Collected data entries

[BEGIN]

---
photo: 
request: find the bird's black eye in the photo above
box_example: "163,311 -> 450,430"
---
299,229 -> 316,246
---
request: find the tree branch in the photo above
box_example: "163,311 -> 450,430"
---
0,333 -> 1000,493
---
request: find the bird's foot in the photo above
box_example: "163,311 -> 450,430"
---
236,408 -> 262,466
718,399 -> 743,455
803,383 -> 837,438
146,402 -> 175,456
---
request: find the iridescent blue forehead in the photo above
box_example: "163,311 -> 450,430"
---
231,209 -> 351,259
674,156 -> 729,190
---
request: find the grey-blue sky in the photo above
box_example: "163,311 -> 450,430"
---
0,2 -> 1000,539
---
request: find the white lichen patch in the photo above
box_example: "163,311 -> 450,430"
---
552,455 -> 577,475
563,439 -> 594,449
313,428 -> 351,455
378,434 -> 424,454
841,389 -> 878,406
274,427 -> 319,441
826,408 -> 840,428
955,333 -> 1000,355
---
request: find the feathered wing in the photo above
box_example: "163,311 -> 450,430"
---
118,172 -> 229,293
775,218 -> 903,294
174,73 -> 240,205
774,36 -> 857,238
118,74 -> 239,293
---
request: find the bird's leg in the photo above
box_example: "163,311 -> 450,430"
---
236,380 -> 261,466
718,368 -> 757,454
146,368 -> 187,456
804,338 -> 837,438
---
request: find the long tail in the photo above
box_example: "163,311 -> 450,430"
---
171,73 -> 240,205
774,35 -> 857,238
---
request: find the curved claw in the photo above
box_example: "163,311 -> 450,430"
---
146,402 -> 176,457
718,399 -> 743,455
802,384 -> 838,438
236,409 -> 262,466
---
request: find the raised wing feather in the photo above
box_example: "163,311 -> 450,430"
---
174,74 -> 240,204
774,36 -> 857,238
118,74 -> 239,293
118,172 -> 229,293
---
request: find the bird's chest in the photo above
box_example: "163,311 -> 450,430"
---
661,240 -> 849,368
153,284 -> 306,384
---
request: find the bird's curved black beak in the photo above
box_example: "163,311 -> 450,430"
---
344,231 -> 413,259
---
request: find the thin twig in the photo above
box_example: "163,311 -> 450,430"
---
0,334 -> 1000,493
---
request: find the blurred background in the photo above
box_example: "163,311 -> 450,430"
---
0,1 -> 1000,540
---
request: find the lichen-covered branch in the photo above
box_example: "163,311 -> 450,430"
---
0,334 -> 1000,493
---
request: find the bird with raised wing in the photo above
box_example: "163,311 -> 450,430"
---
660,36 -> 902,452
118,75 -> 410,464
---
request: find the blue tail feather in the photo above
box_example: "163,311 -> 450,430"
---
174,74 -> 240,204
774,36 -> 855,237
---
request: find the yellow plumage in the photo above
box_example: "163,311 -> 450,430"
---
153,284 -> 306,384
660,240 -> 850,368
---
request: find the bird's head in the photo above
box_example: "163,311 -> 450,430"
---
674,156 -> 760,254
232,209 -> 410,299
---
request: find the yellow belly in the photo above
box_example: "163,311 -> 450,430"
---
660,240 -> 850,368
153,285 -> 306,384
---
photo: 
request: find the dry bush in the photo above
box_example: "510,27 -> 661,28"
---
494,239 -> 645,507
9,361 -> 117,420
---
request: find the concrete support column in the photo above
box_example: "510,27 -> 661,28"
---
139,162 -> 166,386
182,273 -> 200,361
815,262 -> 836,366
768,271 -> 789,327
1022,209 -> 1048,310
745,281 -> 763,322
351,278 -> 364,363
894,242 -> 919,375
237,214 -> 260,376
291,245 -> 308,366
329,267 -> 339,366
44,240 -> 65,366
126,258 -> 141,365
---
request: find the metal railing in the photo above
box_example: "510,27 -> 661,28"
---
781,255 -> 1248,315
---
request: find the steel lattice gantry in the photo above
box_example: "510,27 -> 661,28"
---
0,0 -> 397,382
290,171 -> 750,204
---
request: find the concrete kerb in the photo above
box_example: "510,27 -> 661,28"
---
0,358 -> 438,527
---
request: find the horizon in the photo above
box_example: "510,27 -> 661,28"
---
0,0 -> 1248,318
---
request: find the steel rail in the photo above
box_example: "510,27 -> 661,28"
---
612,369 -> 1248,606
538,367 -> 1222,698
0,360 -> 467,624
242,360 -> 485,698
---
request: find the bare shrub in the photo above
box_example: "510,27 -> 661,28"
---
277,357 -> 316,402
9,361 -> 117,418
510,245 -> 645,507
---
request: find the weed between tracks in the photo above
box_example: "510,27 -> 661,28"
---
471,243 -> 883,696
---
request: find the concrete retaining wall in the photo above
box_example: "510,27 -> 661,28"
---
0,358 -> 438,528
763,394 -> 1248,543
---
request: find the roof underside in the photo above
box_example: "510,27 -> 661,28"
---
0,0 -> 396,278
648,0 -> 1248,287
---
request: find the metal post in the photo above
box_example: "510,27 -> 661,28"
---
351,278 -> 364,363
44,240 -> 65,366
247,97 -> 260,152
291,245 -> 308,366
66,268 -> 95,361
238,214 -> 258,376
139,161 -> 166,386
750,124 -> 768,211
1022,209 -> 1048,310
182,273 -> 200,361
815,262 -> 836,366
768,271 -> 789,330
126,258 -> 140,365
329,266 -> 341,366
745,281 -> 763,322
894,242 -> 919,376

[END]

TASK
Copy all of the records above verbatim, keeping every line unchanged and in its original order.

TASK ANSWER
---
photo: 
request: find the bird's black eye in the photo above
box_example: "163,311 -> 450,430"
---
299,229 -> 316,246
---
request: find the tree branch in the photo above
box_example: "163,311 -> 450,430"
---
0,333 -> 1000,493
---
request: find the bird's foot in the photo above
box_example: "163,311 -> 450,430"
---
236,408 -> 262,466
718,399 -> 743,455
803,383 -> 837,438
146,402 -> 175,456
---
request: find the iridescent blue forehead in the photo above
box_example: "163,311 -> 450,430"
---
231,209 -> 351,259
674,156 -> 729,190
---
request: find the grey-blue sky in the photo above
box_example: "163,311 -> 450,430"
---
0,2 -> 1000,539
---
request: find the white lichen patch in the photo above
box_example: "163,311 -> 450,430"
---
552,455 -> 577,475
563,439 -> 594,449
313,428 -> 351,455
378,434 -> 424,454
841,389 -> 878,406
274,427 -> 319,441
826,408 -> 840,428
955,333 -> 1000,355
---
request: find the feathered wing in the photo above
box_example: "163,311 -> 450,430"
---
118,172 -> 229,293
775,218 -> 903,294
174,73 -> 240,205
774,36 -> 857,238
118,74 -> 239,293
---
request: find the bird's leg in the photo above
box_example: "163,311 -> 450,430"
---
236,380 -> 261,466
718,368 -> 757,454
146,368 -> 187,456
804,338 -> 837,438
---
request: find the long tail in the photo above
box_example: "163,311 -> 450,430"
---
171,73 -> 240,205
774,35 -> 857,238
---
request: find the curved claw in the photo above
box_example: "163,311 -> 450,430"
---
146,402 -> 176,457
718,399 -> 743,455
802,384 -> 838,438
236,409 -> 262,466
---
request: find the raised wing feather in the photo above
box_example: "163,311 -> 450,430"
---
174,74 -> 240,204
774,36 -> 857,238
118,74 -> 239,293
118,172 -> 229,293
---
request: find the bird's chest in the photo above
box_example: "163,311 -> 450,430"
---
661,240 -> 849,368
153,284 -> 306,384
---
request: find the bird's curved black beak in the photo above
box_example: "163,311 -> 450,430"
---
344,231 -> 413,259
---
request: find the thin twig in the photo above
box_example: "163,311 -> 450,430"
---
0,334 -> 1000,493
---
request: find the blurred background in the photo above
box_example: "163,311 -> 450,430"
---
0,1 -> 1000,540
---
request: find the lichen-covered branch in the photo above
box_example: "163,311 -> 450,430"
---
0,334 -> 1000,493
---
request: find the bird with raised wing in the photo above
box_example: "163,311 -> 450,430"
---
660,36 -> 902,452
118,75 -> 410,464
---
request: find the blue tail feather in the photo above
box_example: "163,311 -> 450,430"
---
174,74 -> 240,204
774,36 -> 855,237
---
request: find the yellow plumage in the photo above
box_example: "163,311 -> 450,430"
---
153,284 -> 306,384
660,240 -> 850,368
---
request: find the bird's head in the photo above
box_example: "163,311 -> 450,430"
---
674,156 -> 760,254
232,209 -> 410,299
---
request: find the yellow belly in the photo above
box_example: "163,311 -> 450,430"
---
660,240 -> 850,368
153,285 -> 306,384
---
photo: 
request: find the dry bush in the photo above
box_example: "510,27 -> 661,28"
---
494,239 -> 645,507
9,361 -> 117,420
---
request: find the concrete support column in the photo above
box_example: "510,27 -> 661,28"
---
139,162 -> 166,386
182,273 -> 200,361
815,262 -> 836,366
768,271 -> 789,327
1022,209 -> 1048,310
745,281 -> 763,322
351,278 -> 364,363
894,242 -> 919,375
237,214 -> 260,376
291,245 -> 308,366
329,267 -> 339,366
44,240 -> 65,366
126,258 -> 141,365
---
request: find the metal railing in the photo above
box_example: "510,27 -> 661,28"
---
781,255 -> 1248,315
---
request: find the steel lattice gantry in the photo above
box_example: "510,27 -> 661,28"
---
0,0 -> 397,382
290,171 -> 750,204
---
request: find the concrete kerb in the photo above
box_example: "510,27 -> 661,28"
---
0,358 -> 438,527
---
request: find the horizon in the photo above
box_example: "510,27 -> 661,28"
---
0,0 -> 1248,318
---
request: find the steel rail in the photo above
box_example: "510,27 -> 661,28"
---
612,369 -> 1248,606
538,367 -> 1222,698
0,360 -> 467,624
242,360 -> 485,698
---
request: find the bare shrub in the photo above
box_example: "510,27 -> 661,28"
---
277,357 -> 316,402
9,361 -> 117,418
510,245 -> 645,507
---
request: find the weed between tracks in the photo above
box_example: "510,27 -> 661,28"
---
471,243 -> 883,696
---
request: find the concrete retaining wall in the photo above
box_example: "510,27 -> 661,28"
---
0,358 -> 438,528
763,394 -> 1248,543
---
request: find the roof underside in the photo above
box_example: "510,27 -> 661,28"
---
0,0 -> 396,278
648,0 -> 1248,287
---
request: find the metal post in the photo above
box_example: "510,27 -> 661,28"
---
351,278 -> 364,363
44,240 -> 65,366
247,97 -> 260,152
291,245 -> 308,366
66,268 -> 95,361
238,214 -> 258,376
139,161 -> 166,386
750,124 -> 768,211
1022,209 -> 1048,310
182,273 -> 200,361
815,262 -> 836,366
768,271 -> 789,330
126,258 -> 140,365
329,266 -> 341,366
745,281 -> 763,322
894,242 -> 919,376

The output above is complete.